[Point annotation dataset records]
************

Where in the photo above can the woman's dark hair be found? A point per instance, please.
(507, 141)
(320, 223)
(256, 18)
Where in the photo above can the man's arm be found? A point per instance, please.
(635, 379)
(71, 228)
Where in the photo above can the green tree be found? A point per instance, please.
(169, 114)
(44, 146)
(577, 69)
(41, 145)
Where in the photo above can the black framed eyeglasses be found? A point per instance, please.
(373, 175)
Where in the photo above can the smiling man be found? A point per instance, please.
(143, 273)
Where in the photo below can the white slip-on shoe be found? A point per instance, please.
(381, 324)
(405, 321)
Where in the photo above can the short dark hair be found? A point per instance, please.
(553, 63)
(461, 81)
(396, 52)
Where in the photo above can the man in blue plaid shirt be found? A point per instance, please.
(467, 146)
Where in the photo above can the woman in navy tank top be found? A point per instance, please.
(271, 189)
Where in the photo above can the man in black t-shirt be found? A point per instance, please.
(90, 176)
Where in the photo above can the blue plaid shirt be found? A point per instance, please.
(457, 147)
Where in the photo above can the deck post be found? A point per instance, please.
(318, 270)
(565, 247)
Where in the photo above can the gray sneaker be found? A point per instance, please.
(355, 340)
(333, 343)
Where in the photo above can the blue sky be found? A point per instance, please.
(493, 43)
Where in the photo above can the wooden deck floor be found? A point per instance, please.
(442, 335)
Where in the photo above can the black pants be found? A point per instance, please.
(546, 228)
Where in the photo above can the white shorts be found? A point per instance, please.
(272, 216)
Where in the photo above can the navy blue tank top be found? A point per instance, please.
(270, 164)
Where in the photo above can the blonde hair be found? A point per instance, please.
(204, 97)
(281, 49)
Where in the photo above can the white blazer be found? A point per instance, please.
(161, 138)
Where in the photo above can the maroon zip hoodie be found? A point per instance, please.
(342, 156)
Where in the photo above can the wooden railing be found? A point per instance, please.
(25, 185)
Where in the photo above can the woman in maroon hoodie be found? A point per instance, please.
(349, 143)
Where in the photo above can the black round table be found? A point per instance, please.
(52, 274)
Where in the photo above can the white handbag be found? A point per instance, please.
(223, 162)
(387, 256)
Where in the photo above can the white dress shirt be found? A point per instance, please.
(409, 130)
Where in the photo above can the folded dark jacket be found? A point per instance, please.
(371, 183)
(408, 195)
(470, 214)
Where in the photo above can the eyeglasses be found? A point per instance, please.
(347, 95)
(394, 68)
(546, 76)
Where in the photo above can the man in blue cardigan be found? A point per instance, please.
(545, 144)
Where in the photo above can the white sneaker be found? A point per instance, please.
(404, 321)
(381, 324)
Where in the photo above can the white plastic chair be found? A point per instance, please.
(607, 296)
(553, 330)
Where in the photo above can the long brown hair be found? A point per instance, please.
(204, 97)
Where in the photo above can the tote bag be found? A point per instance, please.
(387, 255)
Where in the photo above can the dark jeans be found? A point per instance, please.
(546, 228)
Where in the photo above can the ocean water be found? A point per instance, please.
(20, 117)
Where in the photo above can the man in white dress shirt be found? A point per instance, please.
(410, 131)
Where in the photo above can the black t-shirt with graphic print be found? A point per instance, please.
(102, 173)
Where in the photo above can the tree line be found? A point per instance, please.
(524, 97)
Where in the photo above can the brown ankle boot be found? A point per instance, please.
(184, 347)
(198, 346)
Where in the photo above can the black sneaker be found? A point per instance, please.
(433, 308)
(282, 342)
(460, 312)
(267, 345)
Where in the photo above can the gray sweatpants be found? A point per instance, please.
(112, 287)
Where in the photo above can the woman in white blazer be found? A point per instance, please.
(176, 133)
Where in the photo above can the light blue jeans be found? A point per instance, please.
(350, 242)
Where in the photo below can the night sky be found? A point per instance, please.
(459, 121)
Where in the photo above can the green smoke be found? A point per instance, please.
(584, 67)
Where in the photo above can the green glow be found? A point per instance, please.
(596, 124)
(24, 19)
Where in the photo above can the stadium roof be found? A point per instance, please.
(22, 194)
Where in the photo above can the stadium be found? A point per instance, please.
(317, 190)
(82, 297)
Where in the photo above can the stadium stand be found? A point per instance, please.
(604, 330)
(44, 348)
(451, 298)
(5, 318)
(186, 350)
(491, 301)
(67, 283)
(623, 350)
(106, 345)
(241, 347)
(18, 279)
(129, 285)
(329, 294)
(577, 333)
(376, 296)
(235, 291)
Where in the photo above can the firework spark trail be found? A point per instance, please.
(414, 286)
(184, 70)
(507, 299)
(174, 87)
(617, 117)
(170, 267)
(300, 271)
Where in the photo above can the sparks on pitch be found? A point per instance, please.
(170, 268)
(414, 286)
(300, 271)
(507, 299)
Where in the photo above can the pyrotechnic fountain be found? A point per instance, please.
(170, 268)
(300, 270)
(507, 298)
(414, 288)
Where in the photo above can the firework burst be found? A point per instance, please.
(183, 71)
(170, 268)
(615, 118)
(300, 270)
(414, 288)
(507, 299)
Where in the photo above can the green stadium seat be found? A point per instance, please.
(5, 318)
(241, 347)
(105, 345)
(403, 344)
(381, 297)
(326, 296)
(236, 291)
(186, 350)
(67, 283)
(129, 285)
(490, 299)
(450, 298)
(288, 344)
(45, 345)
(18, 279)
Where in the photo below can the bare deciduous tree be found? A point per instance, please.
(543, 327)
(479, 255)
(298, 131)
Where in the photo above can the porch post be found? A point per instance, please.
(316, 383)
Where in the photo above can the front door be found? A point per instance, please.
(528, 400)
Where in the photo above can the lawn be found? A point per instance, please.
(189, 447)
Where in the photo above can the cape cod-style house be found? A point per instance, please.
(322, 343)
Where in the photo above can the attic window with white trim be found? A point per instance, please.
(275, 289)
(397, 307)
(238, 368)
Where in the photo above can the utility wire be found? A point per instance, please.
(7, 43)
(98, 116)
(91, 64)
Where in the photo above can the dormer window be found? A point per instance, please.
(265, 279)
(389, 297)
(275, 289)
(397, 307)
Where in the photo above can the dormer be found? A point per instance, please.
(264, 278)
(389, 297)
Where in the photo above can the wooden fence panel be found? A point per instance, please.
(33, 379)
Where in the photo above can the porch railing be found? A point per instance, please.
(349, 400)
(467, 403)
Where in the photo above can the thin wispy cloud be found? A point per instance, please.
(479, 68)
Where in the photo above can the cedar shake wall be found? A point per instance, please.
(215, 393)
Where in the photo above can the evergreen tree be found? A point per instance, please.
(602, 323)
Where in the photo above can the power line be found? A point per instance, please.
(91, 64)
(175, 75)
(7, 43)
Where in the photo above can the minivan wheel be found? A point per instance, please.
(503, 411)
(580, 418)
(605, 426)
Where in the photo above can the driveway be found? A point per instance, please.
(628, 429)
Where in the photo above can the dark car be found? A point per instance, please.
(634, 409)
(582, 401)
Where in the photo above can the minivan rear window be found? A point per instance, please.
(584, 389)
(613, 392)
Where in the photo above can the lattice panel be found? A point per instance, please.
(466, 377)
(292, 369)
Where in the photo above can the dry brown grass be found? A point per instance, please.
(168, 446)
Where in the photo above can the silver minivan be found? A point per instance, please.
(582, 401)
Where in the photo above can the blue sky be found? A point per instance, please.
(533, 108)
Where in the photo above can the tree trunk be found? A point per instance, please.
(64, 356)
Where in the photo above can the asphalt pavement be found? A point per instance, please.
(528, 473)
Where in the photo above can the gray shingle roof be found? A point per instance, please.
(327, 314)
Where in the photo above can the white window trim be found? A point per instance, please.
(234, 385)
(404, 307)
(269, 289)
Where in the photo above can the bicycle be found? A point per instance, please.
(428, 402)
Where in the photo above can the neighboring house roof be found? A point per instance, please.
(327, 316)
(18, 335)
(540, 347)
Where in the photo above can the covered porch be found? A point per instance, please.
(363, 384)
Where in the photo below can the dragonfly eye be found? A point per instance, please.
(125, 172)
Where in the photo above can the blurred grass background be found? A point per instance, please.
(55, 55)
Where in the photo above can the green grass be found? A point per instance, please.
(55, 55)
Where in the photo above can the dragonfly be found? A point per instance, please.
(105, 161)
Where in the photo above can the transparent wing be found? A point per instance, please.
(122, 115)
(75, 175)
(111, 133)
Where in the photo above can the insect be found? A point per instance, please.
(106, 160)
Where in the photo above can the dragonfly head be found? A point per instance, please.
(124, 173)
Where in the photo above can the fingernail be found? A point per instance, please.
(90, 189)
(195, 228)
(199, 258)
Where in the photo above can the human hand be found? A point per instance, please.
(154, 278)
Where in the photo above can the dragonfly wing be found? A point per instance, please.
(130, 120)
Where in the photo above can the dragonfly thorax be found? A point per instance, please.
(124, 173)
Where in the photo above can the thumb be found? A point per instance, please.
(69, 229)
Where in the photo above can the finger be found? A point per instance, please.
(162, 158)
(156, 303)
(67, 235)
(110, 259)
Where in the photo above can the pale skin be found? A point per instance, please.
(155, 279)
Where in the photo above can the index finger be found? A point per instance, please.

************

[AIM OF THE TASK]
Starting at the line that contains "Where in the photo above can the human", retype each line through the end of the listing above and nothing else.

[CORRECT OUTPUT]
Where in the photo above can the human hand be found? A point per instance, please.
(154, 278)
Where in the photo above can the dragonfly wing be found? A point per instance, please.
(130, 120)
Where in the photo above can the dragonfly thorax be found? A point per instance, please.
(124, 173)
Where in the photo above can the thumb be found? A point per instance, please.
(69, 229)
Where in the photo above can the finger be found? A point per instance, please.
(162, 158)
(156, 303)
(67, 235)
(110, 259)
Where in the photo above can the pale skin be found? A point per instance, please.
(155, 279)
Where in the photo above can the index finger be found? A point per instance, please.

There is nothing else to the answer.